● **CONSIGNE**
Prolongez, s'il vous plaît, l'entretien sur le cyclone Chido à Mayotte à partir de sa dernière phrase.

Père Bienvenu Kasongo : De mon côté, ça va. Mais il n’y a toujours pas d’eau et d’électricité à Mayotte, donc la communication entre nous est très difficile. Nous avons prévu une messe ce dimanche à la paroisse [Notre-Dame de Fatima de Mamoudzou] avec les paroissiens, ce qui va nous permettre de “prendre la température” de chacun, et de savoir comment vont les gens. Cela va nous rassurer. En tout cas, nous devons nous relever, et continuer à vivre. Permettez-moi une petite réflexion personnelle à propos du cyclone qui a ravagé Mayotte. Chido veut dire “miroir” en mahorais. Ce cyclone Chido est venu transformer notre réalité, et je crois qu’il est une occasion, non pas que nous nous regardions nous-mêmes comme un miroir, mais que nous regardions les autres, et que le monde regarde Mayotte. Car il y a ici, à Mayotte, des réalités cachées et de la souffrance, que nous n’avions pas vues et dont il faut nous rendre compte.
Pourriez-vous nous décrire la situation sur place, six jours après le cyclone ?

● **CONTENU DES DONNÉES**

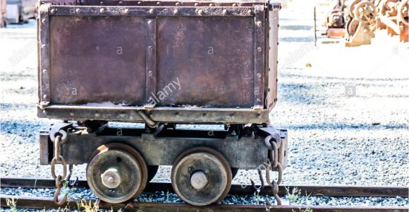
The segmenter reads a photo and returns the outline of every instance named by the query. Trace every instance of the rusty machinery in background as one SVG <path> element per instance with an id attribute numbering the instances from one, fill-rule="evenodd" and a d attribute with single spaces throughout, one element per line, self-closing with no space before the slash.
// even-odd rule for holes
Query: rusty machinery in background
<path id="1" fill-rule="evenodd" d="M 370 1 L 355 0 L 350 6 L 346 46 L 353 47 L 371 44 L 374 37 L 377 11 Z"/>
<path id="2" fill-rule="evenodd" d="M 401 42 L 408 42 L 408 1 L 380 0 L 373 2 L 355 0 L 338 4 L 324 20 L 327 37 L 344 37 L 348 47 L 371 43 L 376 30 L 386 30 L 391 36 L 399 35 Z M 317 40 L 316 7 L 314 11 L 315 39 Z"/>
<path id="3" fill-rule="evenodd" d="M 324 26 L 328 37 L 343 37 L 345 35 L 346 19 L 344 16 L 345 0 L 338 0 L 336 5 L 326 16 Z"/>
<path id="4" fill-rule="evenodd" d="M 399 35 L 401 42 L 409 41 L 408 0 L 381 0 L 377 5 L 377 28 L 386 30 L 390 36 Z"/>
<path id="5" fill-rule="evenodd" d="M 42 1 L 38 116 L 63 121 L 39 139 L 54 201 L 66 201 L 59 194 L 73 165 L 87 163 L 106 202 L 138 196 L 159 165 L 173 165 L 172 186 L 190 204 L 221 201 L 238 169 L 261 179 L 268 170 L 280 204 L 287 133 L 269 116 L 280 9 L 264 0 Z"/>

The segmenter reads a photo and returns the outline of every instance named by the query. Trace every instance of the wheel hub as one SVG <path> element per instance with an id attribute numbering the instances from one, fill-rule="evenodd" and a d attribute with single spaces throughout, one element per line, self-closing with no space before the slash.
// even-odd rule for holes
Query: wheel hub
<path id="1" fill-rule="evenodd" d="M 203 189 L 207 184 L 207 177 L 202 171 L 197 171 L 190 177 L 190 185 L 197 190 Z"/>
<path id="2" fill-rule="evenodd" d="M 145 189 L 147 168 L 133 148 L 121 143 L 100 146 L 87 166 L 87 182 L 101 200 L 112 204 L 126 201 Z"/>
<path id="3" fill-rule="evenodd" d="M 109 168 L 101 175 L 102 184 L 107 188 L 115 189 L 122 182 L 122 178 L 116 168 Z"/>
<path id="4" fill-rule="evenodd" d="M 214 149 L 197 147 L 181 153 L 172 167 L 175 192 L 184 201 L 207 206 L 223 199 L 231 185 L 228 162 Z"/>

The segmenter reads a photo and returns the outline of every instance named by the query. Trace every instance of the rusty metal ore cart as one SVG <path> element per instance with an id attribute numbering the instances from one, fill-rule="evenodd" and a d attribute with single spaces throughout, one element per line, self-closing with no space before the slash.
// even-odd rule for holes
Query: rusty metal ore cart
<path id="1" fill-rule="evenodd" d="M 287 135 L 269 125 L 269 112 L 277 100 L 280 7 L 240 0 L 41 1 L 38 116 L 63 121 L 40 133 L 41 164 L 51 164 L 58 189 L 54 201 L 64 203 L 61 184 L 83 163 L 92 192 L 110 203 L 138 196 L 159 165 L 173 165 L 175 192 L 193 205 L 223 199 L 238 169 L 278 171 L 276 182 L 267 172 L 278 191 Z"/>

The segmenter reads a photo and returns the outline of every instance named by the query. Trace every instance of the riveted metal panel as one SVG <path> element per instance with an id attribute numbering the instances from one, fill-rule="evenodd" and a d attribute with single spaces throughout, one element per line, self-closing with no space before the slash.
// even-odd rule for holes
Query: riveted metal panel
<path id="1" fill-rule="evenodd" d="M 51 16 L 51 104 L 145 102 L 146 20 Z"/>

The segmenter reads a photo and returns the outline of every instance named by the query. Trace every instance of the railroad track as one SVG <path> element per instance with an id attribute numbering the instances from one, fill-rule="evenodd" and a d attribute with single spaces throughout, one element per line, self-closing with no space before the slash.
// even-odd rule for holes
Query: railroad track
<path id="1" fill-rule="evenodd" d="M 49 188 L 55 187 L 54 180 L 44 179 L 26 178 L 2 178 L 0 181 L 1 187 L 10 188 Z M 78 181 L 78 188 L 87 188 L 85 181 Z M 300 194 L 307 194 L 311 196 L 372 196 L 372 197 L 409 197 L 409 188 L 403 187 L 357 187 L 357 186 L 280 186 L 279 194 L 286 195 L 292 192 L 295 188 L 299 189 Z M 260 194 L 271 194 L 271 188 L 265 187 Z M 170 183 L 152 182 L 148 183 L 145 192 L 169 191 L 173 192 Z M 233 184 L 229 194 L 253 194 L 254 189 L 250 185 Z M 16 200 L 18 208 L 30 208 L 39 209 L 56 209 L 61 206 L 56 205 L 52 198 L 18 196 L 0 195 L 1 206 L 6 207 L 6 199 Z M 62 208 L 76 209 L 81 200 L 69 199 L 67 204 Z M 95 204 L 94 200 L 91 202 Z M 114 209 L 114 211 L 129 209 L 142 211 L 260 211 L 270 208 L 270 211 L 303 211 L 307 208 L 312 211 L 409 211 L 407 207 L 401 206 L 295 206 L 283 205 L 266 206 L 263 205 L 228 205 L 212 204 L 204 207 L 197 207 L 186 204 L 168 204 L 153 202 L 128 202 L 127 204 L 99 203 L 101 209 Z"/>

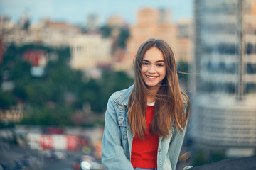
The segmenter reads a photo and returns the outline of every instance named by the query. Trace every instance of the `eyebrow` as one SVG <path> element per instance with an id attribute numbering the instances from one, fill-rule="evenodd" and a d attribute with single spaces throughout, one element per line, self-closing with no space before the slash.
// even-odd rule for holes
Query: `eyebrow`
<path id="1" fill-rule="evenodd" d="M 150 62 L 149 60 L 144 60 L 144 59 L 142 59 L 142 61 Z M 156 62 L 165 62 L 164 60 L 157 60 L 157 61 L 156 61 Z"/>

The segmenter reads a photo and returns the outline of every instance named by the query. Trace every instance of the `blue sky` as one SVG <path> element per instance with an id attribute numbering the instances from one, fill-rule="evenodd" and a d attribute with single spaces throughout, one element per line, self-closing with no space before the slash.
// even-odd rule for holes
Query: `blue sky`
<path id="1" fill-rule="evenodd" d="M 27 11 L 33 22 L 47 17 L 75 24 L 85 24 L 90 13 L 97 13 L 101 23 L 112 15 L 121 15 L 132 24 L 136 12 L 145 6 L 170 9 L 174 22 L 193 16 L 193 0 L 0 0 L 0 15 L 16 21 Z"/>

● **RÉPONSE RÉDIGÉE**
C’est une “désolation”, ce terme est le bon. Le cyclone Chido a tout ravagé sur son passage, les toitures, les voitures, les arbres fruitiers, l’herbe, tout. Cela a été pour nous un grand moment de détresse et d’inquiétude. Il a notamment frappé des maisons en tôle très précaires, qui étaient cachées dans la forêt, et que nous ne connaissons même pas. À l’heure où je vous parle, nous n’avons pas le bilan exact de la situation, mais il doit y avoir encore des morts sous les décombres. Nous n’avons pas non plus d’eau courante ni d'électricité, et attendons que le gouvernement nous ravitaille. Ça, c’est le plus urgent, car il faut comprendre que sans cela, nous risquons de basculer rapidement dans des épidémies comme le choléra. Il y a, par ailleurs, un risque de banditisme et de vol, donc l’État a décrété un couvre-feu à 22 heures tous les soirs. Concernant l’électricité, nous chargeons pour le moment nos portables grâce aux batteries de nos voitures. Voilà un peu le contexte général, ces jours-ci.
Comment se mobilise l’Église ?
Je vois deux enjeux : la reconstruction de la cité et celle de chaque personne humaine à Mayotte. Concernant la reconstruction [matérielle], l’Église sur place ne peut subvenir à tous les besoins, nous devons collaborer avec l’État. C’est pourquoi nous sommes en contact avec trois associations, Caritas, les Apprentis d’Auteuil et la Société de Saint-Vincent-de-Paul. Nous pouvons servir de points de relais si le gouvernement nous sollicite pour des distributions d’eau et d’électricité. À titre d’exemple, on nous a demandé il y a quelques jours d’héberger des policiers à la paroisse, pour assurer la sécurité de l’archipel. L’église leur a ouvert ses portes. D’un point de vue humain, il y a des personnes ici qui sont traumatisées. Nous souhaitons accompagner tous ceux qui sont fragilisés, à travers un soutien moral, psychologique et spirituel.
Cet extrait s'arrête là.